• _ACTIVITY_
Reading the listing below, restate each entry exactly as written.

Segment Open

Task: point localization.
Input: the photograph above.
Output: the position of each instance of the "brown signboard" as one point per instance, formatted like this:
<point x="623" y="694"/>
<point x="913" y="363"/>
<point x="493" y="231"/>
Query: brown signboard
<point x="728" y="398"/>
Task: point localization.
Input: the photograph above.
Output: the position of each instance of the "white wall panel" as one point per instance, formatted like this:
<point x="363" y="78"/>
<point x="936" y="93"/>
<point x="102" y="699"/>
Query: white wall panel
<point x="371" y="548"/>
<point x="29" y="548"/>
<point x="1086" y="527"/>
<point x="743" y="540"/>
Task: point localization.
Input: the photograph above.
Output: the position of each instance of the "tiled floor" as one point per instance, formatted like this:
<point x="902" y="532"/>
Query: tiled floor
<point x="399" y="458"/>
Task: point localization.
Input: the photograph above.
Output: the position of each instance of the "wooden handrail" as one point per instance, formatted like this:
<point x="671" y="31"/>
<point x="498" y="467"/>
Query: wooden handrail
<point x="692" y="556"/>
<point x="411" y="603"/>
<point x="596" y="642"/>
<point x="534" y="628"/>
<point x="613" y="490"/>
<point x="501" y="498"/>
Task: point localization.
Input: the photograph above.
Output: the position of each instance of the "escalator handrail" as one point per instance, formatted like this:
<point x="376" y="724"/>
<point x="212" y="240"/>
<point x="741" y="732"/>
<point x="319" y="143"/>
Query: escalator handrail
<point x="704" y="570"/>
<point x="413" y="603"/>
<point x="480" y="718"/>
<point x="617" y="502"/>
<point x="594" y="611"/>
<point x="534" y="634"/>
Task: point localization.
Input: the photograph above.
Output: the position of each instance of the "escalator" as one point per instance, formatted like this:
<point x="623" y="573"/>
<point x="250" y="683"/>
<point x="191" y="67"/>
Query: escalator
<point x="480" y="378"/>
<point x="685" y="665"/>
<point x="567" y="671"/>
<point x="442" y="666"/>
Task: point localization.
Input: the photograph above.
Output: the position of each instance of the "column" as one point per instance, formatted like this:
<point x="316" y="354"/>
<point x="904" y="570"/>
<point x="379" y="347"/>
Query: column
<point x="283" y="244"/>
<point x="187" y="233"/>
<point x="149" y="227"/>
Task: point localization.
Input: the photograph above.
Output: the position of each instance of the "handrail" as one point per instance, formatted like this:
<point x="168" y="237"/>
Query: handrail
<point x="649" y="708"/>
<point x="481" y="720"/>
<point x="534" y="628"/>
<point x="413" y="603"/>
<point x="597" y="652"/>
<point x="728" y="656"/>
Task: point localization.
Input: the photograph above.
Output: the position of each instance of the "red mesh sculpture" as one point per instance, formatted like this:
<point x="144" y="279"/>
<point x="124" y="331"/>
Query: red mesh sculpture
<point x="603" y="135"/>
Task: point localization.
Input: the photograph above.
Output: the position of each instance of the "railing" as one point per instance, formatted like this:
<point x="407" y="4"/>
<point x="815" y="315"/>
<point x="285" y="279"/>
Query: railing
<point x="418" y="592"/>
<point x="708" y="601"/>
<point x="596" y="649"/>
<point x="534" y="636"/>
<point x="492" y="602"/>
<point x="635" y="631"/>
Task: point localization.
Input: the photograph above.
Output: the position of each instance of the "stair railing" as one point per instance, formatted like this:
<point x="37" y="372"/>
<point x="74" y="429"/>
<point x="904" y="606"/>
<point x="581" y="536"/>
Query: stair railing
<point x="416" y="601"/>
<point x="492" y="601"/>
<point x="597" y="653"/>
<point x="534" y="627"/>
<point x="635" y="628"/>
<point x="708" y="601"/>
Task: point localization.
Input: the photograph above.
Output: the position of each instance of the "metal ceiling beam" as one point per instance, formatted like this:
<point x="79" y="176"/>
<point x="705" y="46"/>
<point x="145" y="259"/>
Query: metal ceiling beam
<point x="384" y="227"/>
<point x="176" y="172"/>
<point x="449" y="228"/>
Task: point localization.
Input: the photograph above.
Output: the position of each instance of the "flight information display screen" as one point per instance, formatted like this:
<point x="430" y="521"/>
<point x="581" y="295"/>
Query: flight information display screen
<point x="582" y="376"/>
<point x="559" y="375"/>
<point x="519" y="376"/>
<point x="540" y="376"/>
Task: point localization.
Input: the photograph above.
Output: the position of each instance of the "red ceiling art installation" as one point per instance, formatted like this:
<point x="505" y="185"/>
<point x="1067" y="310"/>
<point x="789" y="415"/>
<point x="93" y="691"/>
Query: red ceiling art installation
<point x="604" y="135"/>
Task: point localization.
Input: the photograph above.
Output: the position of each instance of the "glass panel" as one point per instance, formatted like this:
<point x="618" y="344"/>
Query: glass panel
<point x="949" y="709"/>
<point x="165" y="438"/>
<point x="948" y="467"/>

Segment Closed

• _THE COMPLETED TASK_
Task: point localization.
Input: the photograph above.
Output: the position of each instance of the "brown signboard" as one point per instance, formatted like this:
<point x="623" y="694"/>
<point x="913" y="363"/>
<point x="493" y="231"/>
Query: brown signboard
<point x="728" y="398"/>
Task: point localization.
Input: the photograph above.
Output: the position of each instance of the "white wall panel" as one point per instance, formatted like this:
<point x="363" y="78"/>
<point x="936" y="93"/>
<point x="102" y="699"/>
Query: white wall panel
<point x="371" y="548"/>
<point x="29" y="548"/>
<point x="1086" y="527"/>
<point x="743" y="540"/>
Task: point localization.
Input: the photograph above.
Output: the position of each instance of the "tiled floor" as one point per instance, formatted like this:
<point x="902" y="532"/>
Query: tiled floor
<point x="399" y="458"/>
Task: point localization.
Input: the photograph above.
Output: the position of each instance of the "wooden handrail" as one point per instance, formatted like this:
<point x="671" y="31"/>
<point x="498" y="467"/>
Query: wooden handrail
<point x="692" y="556"/>
<point x="411" y="603"/>
<point x="596" y="642"/>
<point x="534" y="628"/>
<point x="613" y="490"/>
<point x="501" y="498"/>
Task: point localization.
Input: the photograph above.
Output: the position of each instance of the "escalator handrail" as one point per instance, formatted like this:
<point x="376" y="724"/>
<point x="212" y="240"/>
<point x="741" y="732"/>
<point x="319" y="143"/>
Query: escalator handrail
<point x="704" y="570"/>
<point x="413" y="603"/>
<point x="480" y="718"/>
<point x="617" y="502"/>
<point x="594" y="611"/>
<point x="534" y="634"/>
Task: point localization.
Input: the photograph above.
Output: the position of each instance of the "escalator" as one point per instance, formatted like this:
<point x="623" y="573"/>
<point x="250" y="683"/>
<point x="191" y="67"/>
Query: escalator
<point x="480" y="378"/>
<point x="685" y="665"/>
<point x="567" y="671"/>
<point x="442" y="666"/>
Task: point localization.
Input: the photograph above.
Output: the position of each instance of the "column" as one point per instance, formatted like this:
<point x="316" y="354"/>
<point x="904" y="570"/>
<point x="379" y="347"/>
Query: column
<point x="283" y="244"/>
<point x="187" y="233"/>
<point x="149" y="227"/>
Task: point localization.
Input: the photograph above.
Output: the position of each instance of the "handrail" as one point per instance, formatted like this:
<point x="168" y="237"/>
Query: handrail
<point x="649" y="708"/>
<point x="481" y="720"/>
<point x="534" y="628"/>
<point x="413" y="603"/>
<point x="597" y="652"/>
<point x="728" y="656"/>
Task: point localization.
Input: the photograph above.
Output: the position of each instance of the "red mesh sculpture" as one point per instance, formatted like this:
<point x="144" y="279"/>
<point x="124" y="331"/>
Query: red mesh sculpture
<point x="603" y="135"/>
Task: point localization.
Input: the photograph above.
Output: the position of each instance of the "railing" as one point per instance, formatted like this:
<point x="407" y="4"/>
<point x="815" y="315"/>
<point x="285" y="279"/>
Query: railing
<point x="418" y="592"/>
<point x="708" y="601"/>
<point x="596" y="649"/>
<point x="534" y="636"/>
<point x="492" y="602"/>
<point x="635" y="631"/>
Task: point localization.
Input: the photograph above.
Output: the position of each instance of the "stair railing" as one point per instance, formatted like this:
<point x="37" y="372"/>
<point x="74" y="429"/>
<point x="904" y="606"/>
<point x="581" y="536"/>
Query: stair railing
<point x="416" y="601"/>
<point x="492" y="601"/>
<point x="597" y="653"/>
<point x="534" y="627"/>
<point x="635" y="628"/>
<point x="708" y="601"/>
Task: point localization.
Input: the photograph above.
Output: the position of each instance of the "metal ceiling beam" as one point per instance, formatted like this:
<point x="79" y="176"/>
<point x="705" y="46"/>
<point x="145" y="259"/>
Query: metal ceiling beam
<point x="384" y="227"/>
<point x="176" y="172"/>
<point x="449" y="228"/>
Task: point localization.
Input: the photograph above.
Output: the position of each instance of the "flight information display screen" as one point per instance, formatted like this:
<point x="430" y="521"/>
<point x="581" y="295"/>
Query: flight information display screen
<point x="582" y="376"/>
<point x="559" y="375"/>
<point x="519" y="376"/>
<point x="540" y="376"/>
Task: point localization.
Input: the photograph above.
Output: the position of each instance of the "red ceiling art installation" as one point per instance, formatted like this:
<point x="505" y="185"/>
<point x="1067" y="310"/>
<point x="789" y="415"/>
<point x="93" y="691"/>
Query: red ceiling art installation
<point x="604" y="135"/>
Task: point localization.
Input: the photograph above.
Output: the position of each instance of the "glass panel" as one point per instance, formatted like this:
<point x="618" y="344"/>
Query: glass panel
<point x="949" y="709"/>
<point x="165" y="438"/>
<point x="948" y="467"/>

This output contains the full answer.